▶ **ABOUT THIS TASK**: Set down word for word the part of the Ida Applebroog text below starting at "But Applebroog long" and ending at "speak for itself.".

After Applebroog’s recovery, the resulting works were packed away and forgotten, until they were rediscovered by her studio assistants in 2009. Blending abstraction and figuration, the deeply personal graphite, India ink, and watercolor drawings remained unseen until 2016, when the Institute of Contemporary Art Miami staged the exhibition “Ida Applebroog: Mercy Hospital.”
“The Mercy Hospital drawings allowed her to draw herself back to life, back to herself, leading from catastrophic breakdown to a creative, personal and political breakthrough,” Applin wrote in the accompanying catalogue.
Upon her return home, Applebroog began working in her bathroom, creating 150 ink drawings of her vagina based on her naked reflection in the mirror during a nightly bathing ritual. This work was not meant to be sexual, but was instead about self exploration. These drawings, too, stayed private for decades, until her 2010 solo show “Monalisa,” at Hauser & Wirth in New York, which displayed them hanging from the frame of a small hut structure.
Applebroog first came to notice, beginning in 1977, by mailing out darkly humorous self-published booklets she called “Stagings” to artists and writers. The covers featured cryptic phrases—the first one was titled I Can Do Anything. Inside she would repeatedly create the same sparsely captioned, cartoon-like drawings.
“I made a mailing list, of writers and artists I knew or liked until it was finally at 500 people. And I’d take all the books in a shopping cart to the Canal Street post office and mail them in bulk,” Applebroog told Hauser & Wirth. “There are a lot of people who have them still. And there were people who wrote back and said, ‘Who are you!? Don’t ever send me anything like that again.’”
In 1974, Applebroog moved to New York, setting down roots in a Soho loft that would serve as both home and studio for the rest of her life. The next year, she would adopt her chosen name, eventually joining the feminist Heresies Collective alongside critic Lucy Lippard and artists including May Stevens, Joan Snyder, and Pat Steir.
But Applebroog long defied the label of feminist artist—or any other label, including not restricting herself by artistic medium. She didn’t want her practice to be limited to painting, or sculpture, or politics. She wanted to be an artist in the broadest sense of the word, letting her art speak for itself.
“It’s hard to say what your work is about, but for me, it’s about how power works: male over female, parents over children, governments over people, doctors over patients,” Applebroog told Art21 in 2005.
Applebroog joined New York’s Ronald Feldman Gallery, where she would show for over 25 years, in 1981. (Since 2009, she has been represented by Hauser & Wirth.)

▶ **INFORMATION SHOWN**:
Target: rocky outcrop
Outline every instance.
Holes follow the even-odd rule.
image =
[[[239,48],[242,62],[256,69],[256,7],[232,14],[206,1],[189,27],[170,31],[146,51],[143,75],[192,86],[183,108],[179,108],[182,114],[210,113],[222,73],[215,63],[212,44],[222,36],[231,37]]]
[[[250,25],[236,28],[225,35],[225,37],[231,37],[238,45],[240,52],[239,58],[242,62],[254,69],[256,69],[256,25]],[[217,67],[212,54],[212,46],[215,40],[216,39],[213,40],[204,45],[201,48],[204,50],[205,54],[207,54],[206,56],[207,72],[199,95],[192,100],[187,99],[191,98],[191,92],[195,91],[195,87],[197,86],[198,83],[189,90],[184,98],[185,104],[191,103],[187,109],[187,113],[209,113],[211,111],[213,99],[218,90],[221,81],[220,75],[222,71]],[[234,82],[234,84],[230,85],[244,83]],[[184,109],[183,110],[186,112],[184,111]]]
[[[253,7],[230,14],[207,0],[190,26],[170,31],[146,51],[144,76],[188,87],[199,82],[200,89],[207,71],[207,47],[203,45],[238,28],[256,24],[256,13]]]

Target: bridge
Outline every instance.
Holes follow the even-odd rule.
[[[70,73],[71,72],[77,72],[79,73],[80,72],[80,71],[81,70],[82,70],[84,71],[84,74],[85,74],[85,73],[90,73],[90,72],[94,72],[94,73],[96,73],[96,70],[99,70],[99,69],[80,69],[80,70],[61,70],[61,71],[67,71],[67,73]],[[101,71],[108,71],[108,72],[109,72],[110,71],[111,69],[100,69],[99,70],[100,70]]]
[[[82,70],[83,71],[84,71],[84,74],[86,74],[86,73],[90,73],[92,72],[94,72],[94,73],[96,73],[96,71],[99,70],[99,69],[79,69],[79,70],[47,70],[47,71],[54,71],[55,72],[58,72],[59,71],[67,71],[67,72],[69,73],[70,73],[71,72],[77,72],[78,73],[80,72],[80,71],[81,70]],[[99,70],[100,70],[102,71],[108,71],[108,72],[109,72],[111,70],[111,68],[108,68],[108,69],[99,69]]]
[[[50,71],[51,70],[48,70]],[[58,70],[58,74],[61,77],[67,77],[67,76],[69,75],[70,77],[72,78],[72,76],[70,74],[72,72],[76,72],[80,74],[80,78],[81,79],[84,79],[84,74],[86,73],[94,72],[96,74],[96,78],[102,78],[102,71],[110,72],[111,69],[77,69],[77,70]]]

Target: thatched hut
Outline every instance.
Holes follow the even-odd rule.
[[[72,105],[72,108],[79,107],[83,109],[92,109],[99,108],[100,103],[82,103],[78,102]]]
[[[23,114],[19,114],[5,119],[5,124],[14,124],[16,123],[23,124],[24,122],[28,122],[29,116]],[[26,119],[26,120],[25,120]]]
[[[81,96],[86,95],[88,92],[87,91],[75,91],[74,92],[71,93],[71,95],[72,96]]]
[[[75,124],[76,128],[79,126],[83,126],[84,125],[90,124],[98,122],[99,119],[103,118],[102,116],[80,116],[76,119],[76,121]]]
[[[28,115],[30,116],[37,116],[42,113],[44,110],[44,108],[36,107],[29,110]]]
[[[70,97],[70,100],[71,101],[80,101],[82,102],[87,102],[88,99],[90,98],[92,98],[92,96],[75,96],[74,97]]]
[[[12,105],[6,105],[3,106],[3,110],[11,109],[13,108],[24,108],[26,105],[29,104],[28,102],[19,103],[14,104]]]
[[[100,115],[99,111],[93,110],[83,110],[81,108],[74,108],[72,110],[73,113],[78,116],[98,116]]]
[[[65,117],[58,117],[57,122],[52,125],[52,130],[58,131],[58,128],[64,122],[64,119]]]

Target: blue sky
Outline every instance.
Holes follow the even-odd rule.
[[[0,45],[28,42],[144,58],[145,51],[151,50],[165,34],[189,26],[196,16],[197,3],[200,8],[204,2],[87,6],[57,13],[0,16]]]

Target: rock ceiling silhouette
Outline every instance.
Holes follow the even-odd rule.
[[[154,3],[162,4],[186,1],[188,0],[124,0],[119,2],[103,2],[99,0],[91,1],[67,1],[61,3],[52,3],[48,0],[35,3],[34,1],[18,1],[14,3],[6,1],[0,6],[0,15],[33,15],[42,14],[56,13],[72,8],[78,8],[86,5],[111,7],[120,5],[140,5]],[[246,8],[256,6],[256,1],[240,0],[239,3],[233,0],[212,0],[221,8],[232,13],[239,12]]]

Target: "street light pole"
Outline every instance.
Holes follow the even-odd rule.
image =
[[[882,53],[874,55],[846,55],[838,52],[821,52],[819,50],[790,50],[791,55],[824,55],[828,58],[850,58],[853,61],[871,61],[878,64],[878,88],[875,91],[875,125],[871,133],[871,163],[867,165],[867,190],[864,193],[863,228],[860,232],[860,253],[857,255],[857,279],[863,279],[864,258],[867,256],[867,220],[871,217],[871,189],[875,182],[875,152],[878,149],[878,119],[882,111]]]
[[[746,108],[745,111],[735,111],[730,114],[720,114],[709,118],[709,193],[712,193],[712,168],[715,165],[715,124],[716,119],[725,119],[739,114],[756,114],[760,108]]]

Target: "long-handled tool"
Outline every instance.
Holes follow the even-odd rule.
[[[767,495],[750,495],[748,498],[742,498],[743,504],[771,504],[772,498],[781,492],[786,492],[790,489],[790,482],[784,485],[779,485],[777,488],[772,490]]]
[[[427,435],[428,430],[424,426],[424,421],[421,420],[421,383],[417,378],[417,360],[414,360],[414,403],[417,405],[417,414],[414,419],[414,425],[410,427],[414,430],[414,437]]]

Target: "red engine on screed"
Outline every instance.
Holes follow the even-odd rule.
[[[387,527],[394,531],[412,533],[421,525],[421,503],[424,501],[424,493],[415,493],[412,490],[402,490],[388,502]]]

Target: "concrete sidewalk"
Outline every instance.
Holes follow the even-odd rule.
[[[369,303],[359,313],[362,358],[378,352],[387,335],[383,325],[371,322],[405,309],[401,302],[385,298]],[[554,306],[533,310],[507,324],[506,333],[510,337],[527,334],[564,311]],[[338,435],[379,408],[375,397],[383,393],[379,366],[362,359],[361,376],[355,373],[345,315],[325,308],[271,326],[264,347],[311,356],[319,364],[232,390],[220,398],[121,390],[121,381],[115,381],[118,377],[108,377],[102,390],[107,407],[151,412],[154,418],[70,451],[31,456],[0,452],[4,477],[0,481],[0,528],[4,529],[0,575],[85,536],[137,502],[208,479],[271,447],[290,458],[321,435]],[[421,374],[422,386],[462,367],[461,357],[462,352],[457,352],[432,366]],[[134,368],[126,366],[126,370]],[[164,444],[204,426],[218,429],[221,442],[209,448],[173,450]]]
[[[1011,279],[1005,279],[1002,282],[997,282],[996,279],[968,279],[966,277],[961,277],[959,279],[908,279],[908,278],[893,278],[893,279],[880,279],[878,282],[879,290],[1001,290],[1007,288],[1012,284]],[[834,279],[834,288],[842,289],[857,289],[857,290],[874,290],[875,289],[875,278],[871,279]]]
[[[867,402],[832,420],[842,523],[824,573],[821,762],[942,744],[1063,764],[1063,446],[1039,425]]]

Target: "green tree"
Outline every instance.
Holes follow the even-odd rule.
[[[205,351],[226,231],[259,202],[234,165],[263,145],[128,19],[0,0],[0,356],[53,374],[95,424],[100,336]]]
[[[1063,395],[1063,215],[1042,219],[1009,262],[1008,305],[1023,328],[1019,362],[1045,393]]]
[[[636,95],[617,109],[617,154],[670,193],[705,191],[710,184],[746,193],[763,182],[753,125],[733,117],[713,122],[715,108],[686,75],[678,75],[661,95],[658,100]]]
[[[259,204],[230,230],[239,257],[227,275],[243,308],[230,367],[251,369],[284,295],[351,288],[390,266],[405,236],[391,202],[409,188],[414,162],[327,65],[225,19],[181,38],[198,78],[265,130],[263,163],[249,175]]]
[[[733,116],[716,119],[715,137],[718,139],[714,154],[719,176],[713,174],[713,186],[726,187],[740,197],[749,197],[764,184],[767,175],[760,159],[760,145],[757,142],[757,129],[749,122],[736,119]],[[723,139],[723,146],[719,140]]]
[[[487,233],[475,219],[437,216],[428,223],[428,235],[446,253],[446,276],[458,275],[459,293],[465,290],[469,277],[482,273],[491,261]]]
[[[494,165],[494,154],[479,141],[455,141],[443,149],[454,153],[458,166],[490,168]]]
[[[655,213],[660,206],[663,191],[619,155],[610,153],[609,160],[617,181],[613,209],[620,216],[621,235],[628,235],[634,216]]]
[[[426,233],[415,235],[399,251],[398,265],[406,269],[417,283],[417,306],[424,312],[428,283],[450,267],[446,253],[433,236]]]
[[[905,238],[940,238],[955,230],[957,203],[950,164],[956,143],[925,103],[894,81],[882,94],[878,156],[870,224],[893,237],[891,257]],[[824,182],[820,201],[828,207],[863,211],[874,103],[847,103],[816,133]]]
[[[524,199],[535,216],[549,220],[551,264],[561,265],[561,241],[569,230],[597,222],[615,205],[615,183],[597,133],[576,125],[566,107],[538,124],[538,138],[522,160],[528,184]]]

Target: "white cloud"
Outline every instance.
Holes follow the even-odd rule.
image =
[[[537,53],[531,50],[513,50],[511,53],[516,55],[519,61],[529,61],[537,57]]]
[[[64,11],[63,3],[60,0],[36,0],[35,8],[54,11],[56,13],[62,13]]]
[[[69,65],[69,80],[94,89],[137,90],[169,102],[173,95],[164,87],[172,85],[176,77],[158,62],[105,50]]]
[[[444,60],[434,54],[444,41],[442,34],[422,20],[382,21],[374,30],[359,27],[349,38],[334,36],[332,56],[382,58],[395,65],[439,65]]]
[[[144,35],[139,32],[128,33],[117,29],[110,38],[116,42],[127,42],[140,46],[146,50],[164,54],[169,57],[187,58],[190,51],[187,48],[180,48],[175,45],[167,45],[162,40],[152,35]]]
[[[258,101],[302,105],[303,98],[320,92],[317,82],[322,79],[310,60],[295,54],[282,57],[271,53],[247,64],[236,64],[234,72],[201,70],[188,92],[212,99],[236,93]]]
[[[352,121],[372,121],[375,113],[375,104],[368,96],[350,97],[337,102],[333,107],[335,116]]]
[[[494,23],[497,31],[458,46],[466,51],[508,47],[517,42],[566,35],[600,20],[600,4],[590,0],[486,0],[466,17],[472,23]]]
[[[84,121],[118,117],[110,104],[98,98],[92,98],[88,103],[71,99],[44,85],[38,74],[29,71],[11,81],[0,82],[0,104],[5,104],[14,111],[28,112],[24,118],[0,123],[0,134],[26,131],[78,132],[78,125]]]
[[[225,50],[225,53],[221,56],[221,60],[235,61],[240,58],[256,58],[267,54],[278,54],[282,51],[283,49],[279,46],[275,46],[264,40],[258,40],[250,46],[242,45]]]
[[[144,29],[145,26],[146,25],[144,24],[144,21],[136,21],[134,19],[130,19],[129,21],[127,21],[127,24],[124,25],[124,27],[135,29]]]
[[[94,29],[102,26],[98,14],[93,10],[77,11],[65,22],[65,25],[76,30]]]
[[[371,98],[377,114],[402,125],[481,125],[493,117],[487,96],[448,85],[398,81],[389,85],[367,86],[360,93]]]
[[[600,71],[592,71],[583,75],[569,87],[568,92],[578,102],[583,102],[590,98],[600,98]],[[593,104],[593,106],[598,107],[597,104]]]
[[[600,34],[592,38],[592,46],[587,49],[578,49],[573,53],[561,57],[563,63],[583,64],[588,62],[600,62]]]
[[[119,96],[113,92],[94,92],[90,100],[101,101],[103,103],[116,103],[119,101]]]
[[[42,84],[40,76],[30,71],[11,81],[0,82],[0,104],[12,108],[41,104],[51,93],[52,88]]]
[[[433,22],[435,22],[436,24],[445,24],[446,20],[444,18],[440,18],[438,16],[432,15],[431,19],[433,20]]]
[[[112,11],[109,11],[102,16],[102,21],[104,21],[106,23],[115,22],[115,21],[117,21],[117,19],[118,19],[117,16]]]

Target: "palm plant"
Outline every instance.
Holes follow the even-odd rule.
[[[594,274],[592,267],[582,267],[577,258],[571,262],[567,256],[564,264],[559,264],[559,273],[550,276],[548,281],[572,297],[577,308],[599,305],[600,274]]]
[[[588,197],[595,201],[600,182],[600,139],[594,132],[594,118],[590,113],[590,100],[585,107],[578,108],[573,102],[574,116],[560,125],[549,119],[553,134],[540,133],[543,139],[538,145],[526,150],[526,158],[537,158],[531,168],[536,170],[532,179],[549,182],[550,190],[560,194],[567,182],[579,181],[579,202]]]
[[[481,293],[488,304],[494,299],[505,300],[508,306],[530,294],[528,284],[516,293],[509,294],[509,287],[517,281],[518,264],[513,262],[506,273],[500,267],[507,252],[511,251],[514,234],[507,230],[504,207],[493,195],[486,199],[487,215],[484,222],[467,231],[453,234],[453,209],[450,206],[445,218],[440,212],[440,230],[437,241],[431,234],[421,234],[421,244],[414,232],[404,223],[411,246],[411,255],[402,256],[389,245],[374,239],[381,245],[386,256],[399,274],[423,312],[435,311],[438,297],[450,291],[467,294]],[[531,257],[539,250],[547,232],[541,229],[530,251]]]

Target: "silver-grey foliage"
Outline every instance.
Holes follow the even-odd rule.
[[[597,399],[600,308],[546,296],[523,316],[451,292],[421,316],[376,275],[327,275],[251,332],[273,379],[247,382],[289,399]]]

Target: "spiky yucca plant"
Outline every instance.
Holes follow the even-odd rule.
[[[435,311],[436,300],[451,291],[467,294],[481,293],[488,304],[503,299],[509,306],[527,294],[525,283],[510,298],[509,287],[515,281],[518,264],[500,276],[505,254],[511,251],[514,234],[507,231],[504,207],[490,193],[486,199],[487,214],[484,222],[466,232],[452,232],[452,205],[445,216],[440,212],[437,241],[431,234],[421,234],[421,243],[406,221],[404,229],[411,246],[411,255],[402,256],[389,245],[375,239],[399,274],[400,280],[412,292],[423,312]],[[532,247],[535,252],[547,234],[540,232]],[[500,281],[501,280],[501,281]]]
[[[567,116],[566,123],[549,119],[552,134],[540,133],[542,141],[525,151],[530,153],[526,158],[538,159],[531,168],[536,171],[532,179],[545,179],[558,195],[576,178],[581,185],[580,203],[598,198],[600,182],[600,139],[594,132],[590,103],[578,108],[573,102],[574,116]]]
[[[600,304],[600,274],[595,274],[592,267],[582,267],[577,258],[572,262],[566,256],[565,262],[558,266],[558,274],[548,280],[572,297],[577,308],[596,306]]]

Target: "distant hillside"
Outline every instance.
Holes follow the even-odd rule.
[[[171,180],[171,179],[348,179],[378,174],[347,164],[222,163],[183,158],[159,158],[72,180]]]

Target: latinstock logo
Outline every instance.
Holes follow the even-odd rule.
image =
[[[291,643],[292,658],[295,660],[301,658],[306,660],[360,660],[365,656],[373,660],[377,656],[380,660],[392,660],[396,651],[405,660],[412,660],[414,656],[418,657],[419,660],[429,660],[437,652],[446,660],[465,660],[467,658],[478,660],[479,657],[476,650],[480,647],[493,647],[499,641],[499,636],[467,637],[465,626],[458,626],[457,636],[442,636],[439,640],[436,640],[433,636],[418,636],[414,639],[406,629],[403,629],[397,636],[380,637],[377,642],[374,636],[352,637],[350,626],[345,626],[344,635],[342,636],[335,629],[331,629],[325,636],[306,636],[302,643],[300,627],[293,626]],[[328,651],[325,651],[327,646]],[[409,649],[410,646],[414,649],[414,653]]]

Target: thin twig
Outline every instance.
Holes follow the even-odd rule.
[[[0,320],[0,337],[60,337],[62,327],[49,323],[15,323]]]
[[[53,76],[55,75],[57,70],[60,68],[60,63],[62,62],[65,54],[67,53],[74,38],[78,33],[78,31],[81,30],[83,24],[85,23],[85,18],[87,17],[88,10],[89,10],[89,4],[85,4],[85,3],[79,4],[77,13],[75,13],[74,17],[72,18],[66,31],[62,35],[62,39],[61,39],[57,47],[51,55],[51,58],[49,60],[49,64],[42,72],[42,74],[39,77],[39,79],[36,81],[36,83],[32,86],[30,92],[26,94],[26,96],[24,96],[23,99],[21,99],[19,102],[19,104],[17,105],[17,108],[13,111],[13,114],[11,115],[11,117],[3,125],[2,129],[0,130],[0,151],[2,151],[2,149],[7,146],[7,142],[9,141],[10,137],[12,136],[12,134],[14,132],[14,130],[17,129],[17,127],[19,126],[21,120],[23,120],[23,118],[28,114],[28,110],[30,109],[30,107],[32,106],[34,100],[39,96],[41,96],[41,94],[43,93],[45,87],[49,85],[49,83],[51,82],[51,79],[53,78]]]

▶ **EXPECTED ANSWER**:
But Applebroog long defied the label of feminist artist—or any other label, including not restricting herself by artistic medium. She didn’t want her practice to be limited to painting, or sculpture, or politics. She wanted to be an artist in the broadest sense of the word, letting her art speak for itself.